Campus News

Liberal Arts in a 24-7 World

September 4, 2013

Marvin Krislov

Photo credit: John Seyfried

Welcome everyone to the start of Oberlin’s new academic year. I hope you all had healthy, happy and productive summer breaks, and wish you great success in the months ahead.

I love this annual ritual of students heading off to college. But in recent years, the start of school at colleges and universities around the world always seems to be accompanied by a burst of criticism from some pundits who question the relevance, the cost, and the purpose of higher education, especially at liberal arts institutions.

In our 24-7, Internet-powered, media world this inevitably leads to a lot of point-counterpoint exchanges. These are often heavy on opinion and light on meaningful data or analysis. While I’m not eager to fuel the chattering machine, I do believe deeply in the value of liberal arts education—especially Oberlin’s distinctive form of liberal arts education. So as classes begin, I think it is worth reminding ourselves that the teaching, the learning, the research, the hard intellectual work, and the wealth of co-curricular and extracurricular activities we offer at Oberlin are vitally important for our students, for our society, and for the world.

Oberlin’s mission as a unique liberal arts institution is to help our students have meaningful, considered lives. We enable them to flourish in multiple careers, and we encourage them to be informed, engaged citizens of their communities and the world. That has been our mission for many years, and will, I hope, continue to be for years to come.

Critics of liberal arts education often focus on the fact that we seek to educate the whole person rather than preparing our graduates to succeed at specific jobs that employers are seeking to fill. They point to surveys that show a large majority of employers rate the college graduates they hire as unprepared or under-prepared for their job.

To me, the key phrase is the college graduates they hire. The unemployment rate for college graduates is far lower than for high school graduates. That has been the case for many years. Also, every new job comes with a learning curve. In my experience, employers value employees who work hard, learn quickly, know how to teach themselves, and bring knowledge, insight, and creativity to their job.

Those are the qualities we seek to instill at Oberlin. We teach our students to become lifelong learners who are their own best teachers. We teach them to take intellectual risks and to think laterally—to understand how the humanities, the arts, and the sciences inform, enrich, and affect each other. By connecting diverse ideas and themes across the academic disciplines, Oberlin students learn to better reason and analyze, and to express their creativity and their ideas. They are capable of thinking and acting globally and locally.

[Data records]
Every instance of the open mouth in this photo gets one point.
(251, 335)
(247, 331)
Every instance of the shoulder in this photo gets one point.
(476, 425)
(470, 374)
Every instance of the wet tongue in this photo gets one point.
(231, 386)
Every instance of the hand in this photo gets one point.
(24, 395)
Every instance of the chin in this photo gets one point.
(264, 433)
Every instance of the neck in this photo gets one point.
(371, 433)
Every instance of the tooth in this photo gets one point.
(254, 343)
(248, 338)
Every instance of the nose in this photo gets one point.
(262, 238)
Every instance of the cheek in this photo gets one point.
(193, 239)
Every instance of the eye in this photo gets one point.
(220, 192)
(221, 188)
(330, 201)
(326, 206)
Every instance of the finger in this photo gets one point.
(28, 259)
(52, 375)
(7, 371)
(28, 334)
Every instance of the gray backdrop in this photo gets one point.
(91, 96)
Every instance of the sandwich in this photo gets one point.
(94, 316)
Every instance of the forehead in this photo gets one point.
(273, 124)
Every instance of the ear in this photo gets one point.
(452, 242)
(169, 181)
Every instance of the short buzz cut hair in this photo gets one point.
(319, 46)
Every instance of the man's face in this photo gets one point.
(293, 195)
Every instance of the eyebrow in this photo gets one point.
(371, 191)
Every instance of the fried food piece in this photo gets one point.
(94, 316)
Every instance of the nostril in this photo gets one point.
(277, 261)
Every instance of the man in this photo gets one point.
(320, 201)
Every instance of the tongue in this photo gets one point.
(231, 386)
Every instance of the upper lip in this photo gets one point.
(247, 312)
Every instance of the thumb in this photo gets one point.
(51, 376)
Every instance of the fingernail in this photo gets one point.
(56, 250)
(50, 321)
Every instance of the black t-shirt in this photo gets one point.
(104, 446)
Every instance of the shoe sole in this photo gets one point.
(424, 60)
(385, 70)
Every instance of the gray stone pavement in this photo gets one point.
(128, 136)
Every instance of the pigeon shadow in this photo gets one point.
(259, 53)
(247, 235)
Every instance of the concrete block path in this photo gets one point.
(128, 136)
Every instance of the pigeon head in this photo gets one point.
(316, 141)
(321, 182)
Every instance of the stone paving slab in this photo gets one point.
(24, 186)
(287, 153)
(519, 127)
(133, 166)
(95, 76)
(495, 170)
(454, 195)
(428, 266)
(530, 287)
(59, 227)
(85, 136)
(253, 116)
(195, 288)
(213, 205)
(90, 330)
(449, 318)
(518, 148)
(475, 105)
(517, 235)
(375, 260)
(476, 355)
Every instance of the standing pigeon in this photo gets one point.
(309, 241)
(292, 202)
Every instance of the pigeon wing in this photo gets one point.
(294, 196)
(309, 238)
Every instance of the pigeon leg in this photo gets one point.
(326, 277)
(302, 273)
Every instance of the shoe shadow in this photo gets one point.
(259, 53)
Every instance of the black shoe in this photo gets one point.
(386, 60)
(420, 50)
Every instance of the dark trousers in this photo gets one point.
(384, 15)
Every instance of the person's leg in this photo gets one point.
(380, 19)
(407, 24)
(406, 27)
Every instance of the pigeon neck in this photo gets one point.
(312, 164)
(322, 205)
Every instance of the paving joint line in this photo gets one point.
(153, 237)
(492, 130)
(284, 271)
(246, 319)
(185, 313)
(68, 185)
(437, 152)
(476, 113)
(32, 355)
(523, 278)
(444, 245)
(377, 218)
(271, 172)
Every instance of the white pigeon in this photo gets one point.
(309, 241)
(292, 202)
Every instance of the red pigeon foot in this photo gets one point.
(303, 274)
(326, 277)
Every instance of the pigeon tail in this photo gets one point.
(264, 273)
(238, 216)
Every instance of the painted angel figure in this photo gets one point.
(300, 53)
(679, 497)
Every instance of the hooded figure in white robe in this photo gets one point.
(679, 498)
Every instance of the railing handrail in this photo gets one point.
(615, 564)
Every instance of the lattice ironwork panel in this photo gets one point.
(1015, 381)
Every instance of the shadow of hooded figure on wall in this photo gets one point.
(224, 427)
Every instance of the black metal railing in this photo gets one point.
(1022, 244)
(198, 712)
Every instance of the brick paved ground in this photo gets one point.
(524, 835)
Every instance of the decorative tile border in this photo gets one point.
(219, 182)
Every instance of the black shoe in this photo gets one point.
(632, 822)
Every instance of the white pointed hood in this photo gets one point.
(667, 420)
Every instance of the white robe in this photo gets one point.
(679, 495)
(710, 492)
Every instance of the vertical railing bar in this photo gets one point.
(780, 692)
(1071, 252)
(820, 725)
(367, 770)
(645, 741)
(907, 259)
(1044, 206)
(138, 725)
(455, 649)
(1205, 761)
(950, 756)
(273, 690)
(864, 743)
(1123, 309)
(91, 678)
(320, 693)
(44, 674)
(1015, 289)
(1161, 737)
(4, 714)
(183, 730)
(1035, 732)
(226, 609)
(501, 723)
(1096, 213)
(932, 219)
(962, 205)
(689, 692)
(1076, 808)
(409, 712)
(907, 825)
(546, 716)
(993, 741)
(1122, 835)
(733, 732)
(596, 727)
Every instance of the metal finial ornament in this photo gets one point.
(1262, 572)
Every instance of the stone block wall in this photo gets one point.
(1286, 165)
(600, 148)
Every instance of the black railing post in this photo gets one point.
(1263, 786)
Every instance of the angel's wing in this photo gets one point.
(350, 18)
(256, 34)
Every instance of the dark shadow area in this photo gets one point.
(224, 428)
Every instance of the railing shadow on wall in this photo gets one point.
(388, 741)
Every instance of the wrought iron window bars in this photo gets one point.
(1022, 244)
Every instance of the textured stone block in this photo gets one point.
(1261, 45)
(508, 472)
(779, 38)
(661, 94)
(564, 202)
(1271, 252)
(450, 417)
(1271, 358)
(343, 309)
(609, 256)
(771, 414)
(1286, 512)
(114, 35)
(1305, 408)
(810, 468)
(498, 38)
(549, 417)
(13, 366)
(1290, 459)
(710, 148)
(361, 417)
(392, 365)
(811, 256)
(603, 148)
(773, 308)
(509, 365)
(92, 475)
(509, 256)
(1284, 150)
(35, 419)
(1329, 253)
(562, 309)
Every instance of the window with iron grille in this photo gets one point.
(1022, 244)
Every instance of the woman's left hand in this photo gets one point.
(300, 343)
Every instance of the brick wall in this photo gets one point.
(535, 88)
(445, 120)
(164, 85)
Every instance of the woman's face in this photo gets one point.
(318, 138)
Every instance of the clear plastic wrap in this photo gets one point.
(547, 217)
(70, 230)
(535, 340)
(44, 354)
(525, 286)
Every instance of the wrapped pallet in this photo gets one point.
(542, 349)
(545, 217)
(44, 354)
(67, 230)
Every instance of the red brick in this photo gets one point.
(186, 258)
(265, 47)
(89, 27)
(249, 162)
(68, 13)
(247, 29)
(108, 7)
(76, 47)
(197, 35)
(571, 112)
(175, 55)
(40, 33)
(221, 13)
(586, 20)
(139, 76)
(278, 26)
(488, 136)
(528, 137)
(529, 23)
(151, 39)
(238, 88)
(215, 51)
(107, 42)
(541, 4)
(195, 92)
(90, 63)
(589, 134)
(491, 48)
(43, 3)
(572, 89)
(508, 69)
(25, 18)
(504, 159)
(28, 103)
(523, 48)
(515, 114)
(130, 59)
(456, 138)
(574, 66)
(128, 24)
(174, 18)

**Exercise:** In the campus news piece on the liberal arts, copy the passage word for word, starting at "Welcome everyone to" and ending at "liberal arts institutions.".

**Solution:**
Welcome everyone to the start of Oberlin’s new academic year. I hope you all had healthy, happy and productive summer breaks, and wish you great success in the months ahead.

I love this annual ritual of students heading off to college. But in recent years, the start of school at colleges and universities around the world always seems to be accompanied by a burst of criticism from some pundits who question the relevance, the cost, and the purpose of higher education, especially at liberal arts institutions.